───── PAGE TEXT

# Central Mississippi - Introduction



## LenaSorry (Aug 2, 2013)

Central Mississippi - Introduction

Hello everyone! I've been lurking for a few weeks and thought it was time
for an introduction. 

My name is Darlene and I am a 51 year old grandmother of 5 looking to 
start keeping bees in the spring of 2014.

We're in Leake County Mississippi, smack dab in the middle of the state. 
We have 34 acres of land, which is mainly wooded. Of course, we will be 
planting bee friendly plants and flowers in our open areas. 

I found a beek right up the road from me, but it looks like they're only
in their 2nd or 3rd year. Still...some experience is better than none, 
right? I will be contacting this gent to see if he'll allow me to tag along
for some hands on. There is also a beek association (with monthly meetings), 
but it's an hour away (and at night), so it's not likely I'll be able to get 
there very often. Will be joining regardless.

I am interested in keeping bees because of:

1) Bees dying off (I've seen *3* honey bees this year. That is SCARY!)
2) Pollination for garden
3) Allergies
4) Self sufficiency
5) Honey (or as my oldest son calls it, "oh-so-delicious bee spit")

I was able to find a local (within 35 miles) beek who sells nucs. I am so 
excited about getting local bees!

A big THANK YOU to all who participate/contribute/run this forum. Your 
experience/expertise is priceless as I fumble my way along.

──────────

TO BE DONE
[a] Edit the Central Mississippi introduction between "## LenaSorry (Aug" and "for an introduction.", inclusive, replacing "lurking" with "reading".
[b] According to the Central Mississippi introduction, which county is the poster's land in?
The data that comes next is not needed for anything here.

───── GIVEN DATA

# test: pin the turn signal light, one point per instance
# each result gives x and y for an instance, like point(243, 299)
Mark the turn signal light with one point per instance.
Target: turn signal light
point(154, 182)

──────────

PER-TASK ANSWERS
[a]
## LenaSorry (Aug 2, 2013)

Central Mississippi - Introduction

Hello everyone! I've been reading for a few weeks and thought it was time
for an introduction.

[b] Leake County, Mississippi.